JOB
Write down every entry below once more, exactly.

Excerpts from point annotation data
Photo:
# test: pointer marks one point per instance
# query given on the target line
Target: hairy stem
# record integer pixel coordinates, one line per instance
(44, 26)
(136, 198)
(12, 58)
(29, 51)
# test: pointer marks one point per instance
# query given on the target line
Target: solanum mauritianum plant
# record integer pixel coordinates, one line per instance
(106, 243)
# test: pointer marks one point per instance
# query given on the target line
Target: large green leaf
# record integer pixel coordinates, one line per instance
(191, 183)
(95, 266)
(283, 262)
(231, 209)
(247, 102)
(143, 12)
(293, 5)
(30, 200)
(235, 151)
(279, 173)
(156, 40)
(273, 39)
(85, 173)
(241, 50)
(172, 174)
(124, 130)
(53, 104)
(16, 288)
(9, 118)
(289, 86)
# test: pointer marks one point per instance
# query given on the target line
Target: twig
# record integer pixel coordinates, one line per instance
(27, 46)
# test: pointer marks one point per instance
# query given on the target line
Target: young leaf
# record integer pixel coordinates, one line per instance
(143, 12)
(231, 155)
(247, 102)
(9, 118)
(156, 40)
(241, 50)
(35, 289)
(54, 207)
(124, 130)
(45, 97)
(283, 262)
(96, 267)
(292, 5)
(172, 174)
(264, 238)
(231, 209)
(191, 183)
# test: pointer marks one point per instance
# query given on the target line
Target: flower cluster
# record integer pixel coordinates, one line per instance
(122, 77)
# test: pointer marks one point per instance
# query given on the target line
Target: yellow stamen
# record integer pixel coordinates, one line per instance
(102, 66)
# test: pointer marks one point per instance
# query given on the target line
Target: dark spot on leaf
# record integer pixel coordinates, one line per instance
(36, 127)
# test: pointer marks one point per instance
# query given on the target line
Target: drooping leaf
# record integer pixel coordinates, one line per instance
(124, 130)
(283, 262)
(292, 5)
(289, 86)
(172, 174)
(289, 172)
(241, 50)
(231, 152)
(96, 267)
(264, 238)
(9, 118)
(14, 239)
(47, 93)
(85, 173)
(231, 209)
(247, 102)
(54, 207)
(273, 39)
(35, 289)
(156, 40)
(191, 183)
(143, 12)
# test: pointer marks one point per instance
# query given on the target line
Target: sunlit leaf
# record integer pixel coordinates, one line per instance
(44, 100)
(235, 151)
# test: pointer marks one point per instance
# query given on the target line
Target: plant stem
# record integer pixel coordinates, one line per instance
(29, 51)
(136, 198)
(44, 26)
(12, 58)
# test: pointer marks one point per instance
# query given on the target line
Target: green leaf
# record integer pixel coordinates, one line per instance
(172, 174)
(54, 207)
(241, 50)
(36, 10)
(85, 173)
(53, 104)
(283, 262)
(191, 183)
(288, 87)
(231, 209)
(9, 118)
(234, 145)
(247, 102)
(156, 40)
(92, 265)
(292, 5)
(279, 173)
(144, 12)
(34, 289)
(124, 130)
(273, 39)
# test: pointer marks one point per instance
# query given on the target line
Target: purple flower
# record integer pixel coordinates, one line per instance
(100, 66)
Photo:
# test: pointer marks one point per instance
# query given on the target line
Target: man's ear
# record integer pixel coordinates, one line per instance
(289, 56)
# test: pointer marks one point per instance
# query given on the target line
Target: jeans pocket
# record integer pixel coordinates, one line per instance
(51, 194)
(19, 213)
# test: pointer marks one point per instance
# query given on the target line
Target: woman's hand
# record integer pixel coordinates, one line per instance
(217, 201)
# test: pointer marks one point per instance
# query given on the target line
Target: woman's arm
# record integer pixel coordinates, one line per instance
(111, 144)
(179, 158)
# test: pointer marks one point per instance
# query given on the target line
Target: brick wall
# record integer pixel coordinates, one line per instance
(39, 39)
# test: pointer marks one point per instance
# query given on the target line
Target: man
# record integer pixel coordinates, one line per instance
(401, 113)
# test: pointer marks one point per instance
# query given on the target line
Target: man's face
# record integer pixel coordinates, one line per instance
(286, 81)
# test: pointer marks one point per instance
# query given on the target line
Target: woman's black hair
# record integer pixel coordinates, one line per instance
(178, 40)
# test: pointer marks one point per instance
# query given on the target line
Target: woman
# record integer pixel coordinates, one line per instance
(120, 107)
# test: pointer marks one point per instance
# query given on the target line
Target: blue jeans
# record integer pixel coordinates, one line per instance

REPLY TO THE TASK
Photo:
# test: pointer marks one point per instance
# query given on the target line
Target: hairy stem
# record integer pixel coordinates, one line per instance
(44, 26)
(136, 198)
(12, 58)
(29, 51)
# test: pointer marks one point per instance
# query given on the target line
Target: solanum mauritianum plant
# record integer pixel coordinates, one line per instance
(106, 243)
# test: pointer marks one point per instance
# query given on the target line
Target: large green leaf
# record integer pixel coordinates, one line per instance
(191, 183)
(95, 266)
(283, 262)
(231, 209)
(247, 102)
(143, 12)
(293, 5)
(30, 200)
(235, 151)
(279, 173)
(156, 40)
(273, 39)
(85, 173)
(241, 50)
(172, 174)
(124, 130)
(53, 104)
(16, 288)
(9, 118)
(289, 86)
# test: pointer marks one point per instance
# query given on the target line
Target: twig
# record integer pixel coordinates, one line per instance
(27, 46)
# test: pointer marks one point per instance
# query given on the target line
Target: young leaf
# record integer pixel coordinates, one line per instance
(143, 12)
(231, 155)
(247, 102)
(9, 118)
(156, 40)
(241, 50)
(35, 289)
(54, 207)
(124, 130)
(45, 97)
(283, 262)
(96, 267)
(292, 5)
(172, 174)
(264, 238)
(231, 209)
(191, 183)
# test: pointer marks one point per instance
# query given on the target line
Target: flower cluster
# record integer pixel coordinates, one line per instance
(122, 77)
# test: pointer marks one point per instance
# query given on the target line
Target: yellow stamen
# record integer pixel coordinates, one line per instance
(102, 66)
# test: pointer marks one point per instance
# query given on the target line
Target: dark spot on leaf
# record integer pixel coordinates, one line per instance
(36, 127)
# test: pointer marks one point per instance
# query given on the target line
Target: drooping leaf
# record integer pixel coordinates, one line per instance
(124, 130)
(283, 262)
(292, 5)
(289, 86)
(172, 174)
(289, 172)
(241, 50)
(231, 152)
(96, 267)
(264, 238)
(9, 118)
(14, 239)
(47, 93)
(85, 173)
(231, 209)
(247, 102)
(54, 207)
(273, 39)
(35, 289)
(156, 40)
(191, 183)
(143, 12)
# test: pointer marks one point per instance
# query given on the target line
Target: sunlit leaf
# record integer pixel coordinates, one line per instance
(44, 100)
(235, 151)
# test: pointer marks one point per instance
# query given on the target line
Target: plant stem
# record integer pixel coordinates, one line per instance
(29, 51)
(136, 198)
(44, 26)
(12, 58)
# test: pointer marks one point per instance
# query given on the target line
Target: green leaf
# record integer pixel coordinates, one line per instance
(172, 174)
(54, 207)
(241, 50)
(36, 10)
(85, 173)
(53, 104)
(283, 262)
(191, 183)
(288, 87)
(231, 209)
(9, 118)
(234, 145)
(247, 102)
(156, 40)
(92, 265)
(292, 5)
(279, 173)
(144, 12)
(34, 289)
(124, 130)
(273, 39)
# test: pointer marks one point per instance
# query given on the target line
Target: purple flower
# record integer pixel coordinates, one line per instance
(100, 66)
Photo:
# test: pointer marks one point per instance
# query given on the target line
Target: man's ear
# record integer pixel coordinates, one line per instance
(289, 56)
# test: pointer marks one point per instance
# query given on the target line
Target: jeans pocket
# record integer pixel coordinates, one line per instance
(51, 194)
(19, 213)
# test: pointer marks one point per instance
# query given on the target line
Target: woman's hand
# record integer pixel coordinates, one line per instance
(217, 201)
# test: pointer marks one point per instance
# query given on the target line
Target: woman's arm
# record integer pixel coordinates, one line per instance
(111, 144)
(179, 158)
# test: pointer marks one point per instance
# query given on the target line
Target: brick wall
# record integer pixel coordinates, one line per instance
(39, 39)
# test: pointer marks one point per instance
# query given on the target line
Target: man
# record integer pixel coordinates, one line per instance
(401, 113)
# test: pointer marks one point per instance
# query given on the target line
Target: man's face
# record integer pixel coordinates, one line per instance
(286, 81)
# test: pointer marks one point per instance
# query given on the target line
Target: woman's black hair
# record integer pixel coordinates, one line per instance
(178, 40)
# test: pointer marks one point per instance
# query given on the target line
Target: woman
# record integer pixel coordinates, one line per instance
(120, 107)
# test: pointer marks one point per instance
# query given on the target line
Target: blue jeans
# record integer pixel coordinates, one line per instance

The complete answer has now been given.